---------- EXERCISE MATERIALS ----------
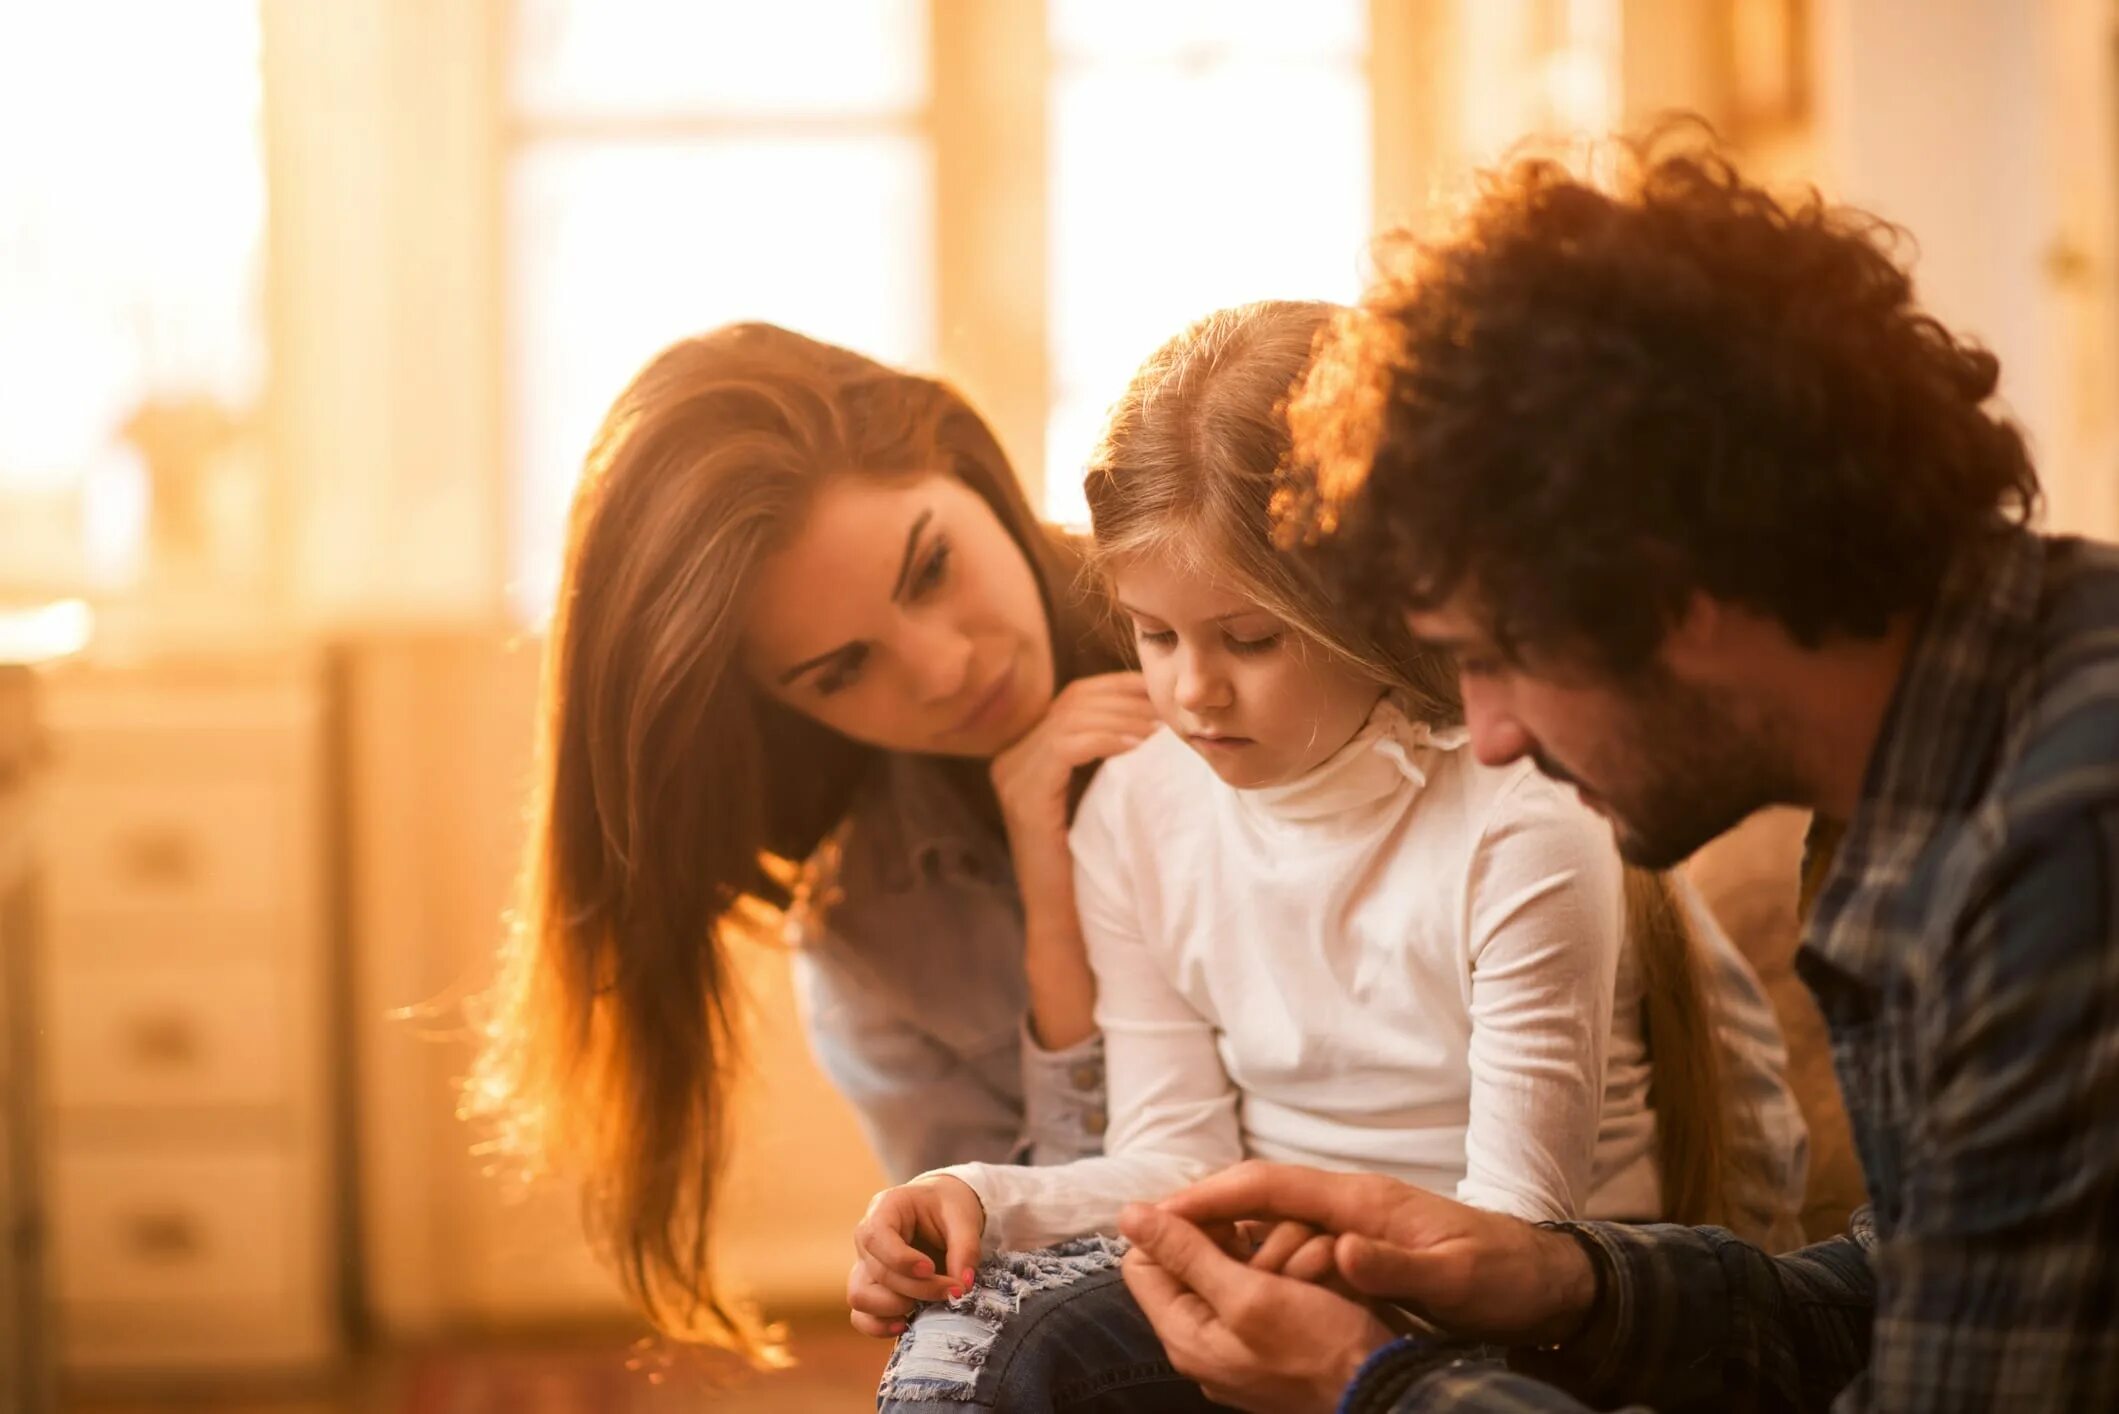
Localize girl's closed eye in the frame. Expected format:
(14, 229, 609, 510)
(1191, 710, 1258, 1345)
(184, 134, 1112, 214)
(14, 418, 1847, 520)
(1133, 621, 1177, 651)
(1223, 630, 1281, 656)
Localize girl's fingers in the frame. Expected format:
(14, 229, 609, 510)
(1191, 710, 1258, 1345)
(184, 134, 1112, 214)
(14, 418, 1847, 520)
(848, 1273, 919, 1321)
(853, 1196, 958, 1302)
(853, 1207, 936, 1282)
(1284, 1232, 1338, 1285)
(1207, 1220, 1254, 1261)
(852, 1243, 954, 1304)
(938, 1188, 985, 1302)
(849, 1308, 908, 1339)
(1247, 1220, 1318, 1275)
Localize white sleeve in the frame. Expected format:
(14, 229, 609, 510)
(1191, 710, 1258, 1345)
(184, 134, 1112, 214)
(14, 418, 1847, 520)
(923, 768, 1244, 1253)
(1456, 771, 1626, 1223)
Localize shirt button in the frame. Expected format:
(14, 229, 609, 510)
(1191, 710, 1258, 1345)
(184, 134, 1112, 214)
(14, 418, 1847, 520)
(1083, 1108, 1108, 1137)
(1069, 1062, 1102, 1091)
----------
ABOUT THIS TASK | Make an exact copy of the records from their first line through the line containing "Localize shirt button", both ends included, with the pictures omitted.

ANSWER |
Localize girl's closed eye in the frame. Expected format:
(14, 229, 609, 510)
(1191, 710, 1258, 1345)
(184, 134, 1112, 214)
(14, 418, 1847, 520)
(1133, 621, 1177, 651)
(1223, 630, 1281, 656)
Localize girl's fingers in the frame. Expected format:
(14, 229, 609, 510)
(1191, 710, 1258, 1345)
(184, 134, 1112, 214)
(14, 418, 1847, 520)
(848, 1273, 919, 1321)
(853, 1196, 958, 1302)
(853, 1207, 936, 1282)
(1284, 1232, 1338, 1285)
(1207, 1220, 1254, 1261)
(852, 1243, 954, 1304)
(938, 1188, 985, 1302)
(849, 1308, 908, 1339)
(1247, 1220, 1318, 1275)
Localize white sleeve in the frame. Expected format:
(14, 229, 609, 510)
(1191, 710, 1258, 1345)
(184, 134, 1112, 214)
(14, 418, 1847, 520)
(923, 768, 1244, 1253)
(1456, 771, 1626, 1223)
Localize shirt button in the frame. Expected format:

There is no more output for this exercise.